In any case, it is questionable how much a ‘Roman way of war' might reflect something intrinsic to its culture or a Roman response to universal features of war. Even in reference to something as basic as weaponry, Rome's army changed dramatically over time.

In addition, the tendency to focus on Roman domin­ion, rather than the Mediterranean world as a whole, can create a false impression of distinctiveness. For example, Susan Mattern's discussion of Roman political and military values, the importance of glory, domination and prestige, is all very well and good, but is applicable to any imperial power.[462] [463]

Until the middle of the twentieth century scholars viewed the Roman army as not especially violent, but rather characterised by restraint. In a classic treatment, Theodor Mommsen lauded Roman discipline but said nothing about it being cruel or brutal.[464] In 1914, Tenney Frank proposed that the Romans went to war reluctantly, the so-called ‘defensive imperialism' theory.[465] At the beginning of World War II, H. H. Scullard, reviewing a privately published dissertation on Roman atrocities, significantly the first monograph written on the subject, concluded that ‘Roman military methods... judged by the standard of modern (or rather, surely, compara­tively modern) warfare, they were singularly cruel, but judged by contem­porary war usages they were surprisingly humane'.[466]

The publication of William V. Harris's War and Imperialism in Republican Rome in 1979 dramatically changed the consensus on the nature of Roman warfare, and this work remains influential half a century later. 6 Harris posited a warlike Roman society, as reflected in its ideology and its institutions, and argues that this bellicose culture drove an above-average level of military violence and a belligerent imperialism.
================================
Task requirements —
Rewrite the text on Roman warfare from "The publication of" to "a belligerent imperialism.", replacing "bellicose" with "aggressive". The data is not needed for this work.

Raw data —
================================
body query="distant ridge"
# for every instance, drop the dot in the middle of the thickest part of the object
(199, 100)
================================
Task solution —
The publication of William V. Harris's War and Imperialism in Republican Rome in 1979 dramatically changed the consensus on the nature of Roman warfare, and this work remains influential half a century later. 6 Harris posited a warlike Roman society, as reflected in its ideology and its institutions, and argues that this aggressive culture drove an above-average level of military violence and a belligerent imperialism.